# What you have to do
Write out every one of the rows below without changing a single word.

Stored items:
● ● ● ● ●

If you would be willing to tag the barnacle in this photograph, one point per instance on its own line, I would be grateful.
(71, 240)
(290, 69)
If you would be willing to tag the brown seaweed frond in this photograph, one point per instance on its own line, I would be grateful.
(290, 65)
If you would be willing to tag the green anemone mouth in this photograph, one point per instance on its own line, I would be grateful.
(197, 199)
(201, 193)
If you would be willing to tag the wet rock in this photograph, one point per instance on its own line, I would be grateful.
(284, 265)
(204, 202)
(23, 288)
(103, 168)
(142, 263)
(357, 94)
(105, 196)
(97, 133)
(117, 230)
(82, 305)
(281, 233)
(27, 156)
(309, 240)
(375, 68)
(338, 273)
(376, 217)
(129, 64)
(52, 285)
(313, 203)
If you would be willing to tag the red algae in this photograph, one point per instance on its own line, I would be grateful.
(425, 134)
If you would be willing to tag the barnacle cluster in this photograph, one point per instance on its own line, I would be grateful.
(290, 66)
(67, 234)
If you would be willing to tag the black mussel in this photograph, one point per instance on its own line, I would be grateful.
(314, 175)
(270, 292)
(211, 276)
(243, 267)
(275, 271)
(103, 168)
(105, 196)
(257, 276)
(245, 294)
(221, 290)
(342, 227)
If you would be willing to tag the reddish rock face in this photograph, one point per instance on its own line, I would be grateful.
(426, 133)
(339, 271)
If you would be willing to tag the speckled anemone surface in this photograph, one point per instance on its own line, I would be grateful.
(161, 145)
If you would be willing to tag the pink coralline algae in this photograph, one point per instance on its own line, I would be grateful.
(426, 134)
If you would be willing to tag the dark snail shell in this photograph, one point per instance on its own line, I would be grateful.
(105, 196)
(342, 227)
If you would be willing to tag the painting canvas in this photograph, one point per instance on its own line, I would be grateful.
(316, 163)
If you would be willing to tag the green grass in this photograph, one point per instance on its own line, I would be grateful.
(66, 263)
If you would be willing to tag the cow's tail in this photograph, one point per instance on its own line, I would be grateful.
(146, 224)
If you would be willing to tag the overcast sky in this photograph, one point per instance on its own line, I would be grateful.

● ● ● ● ●

# Response for this exercise
If you would be willing to tag the barnacle in this photograph, one point per instance on its own line, I would be grateful.
(71, 240)
(290, 69)
If you would be willing to tag the brown seaweed frond in this photograph, one point per instance on its own line, I would be grateful.
(290, 65)
If you would be willing to tag the green anemone mouth in this photograph, one point per instance on its own line, I would be grateful.
(197, 199)
(201, 193)
If you would be willing to tag the wet rock in this photograph, one point per instance on its own line, I would be grateful.
(284, 265)
(204, 202)
(23, 288)
(103, 168)
(142, 263)
(357, 94)
(105, 196)
(97, 133)
(117, 230)
(82, 305)
(281, 233)
(27, 156)
(309, 240)
(375, 68)
(338, 273)
(376, 217)
(129, 64)
(52, 285)
(313, 203)
If you would be willing to tag the red algae in this photograph, one point per instance on its own line, I would be grateful.
(425, 134)
If you would be willing to tag the barnacle cluster in this photograph, one point per instance on its own line, I would be grateful.
(290, 66)
(67, 234)
If you would be willing to tag the black mussel in this photograph, one point per instance on its own line, I would be grateful.
(314, 175)
(270, 292)
(211, 276)
(243, 267)
(275, 271)
(103, 168)
(105, 196)
(257, 276)
(245, 294)
(221, 290)
(342, 227)
If you would be willing to tag the reddish rock face in this photograph, one point per instance on its own line, I would be grateful.
(426, 133)
(339, 271)
If you would be willing to tag the speckled anemone surface in this photograph, one point per instance on its own line, I would be grateful.
(161, 145)
If you would be willing to tag the pink coralline algae in this photograph, one point per instance on its own line, I would be grateful.
(426, 134)
If you would be willing to tag the dark snail shell in this photograph, one point per instance on its own line, I would be grateful.
(105, 196)
(342, 227)
If you would be willing to tag the painting canvas in this photograph, one point per instance on its own line, I would be grateful.
(316, 163)
If you would be willing to tag the green grass in this photograph, one point per instance on its own line, I would be grateful.
(66, 263)
If you would be willing to tag the cow's tail in this photograph, one point per instance on its own line, I would be grateful.
(146, 224)
If you would be willing to tag the overcast sky in this photograph, one point per instance on its own line, I would be grateful.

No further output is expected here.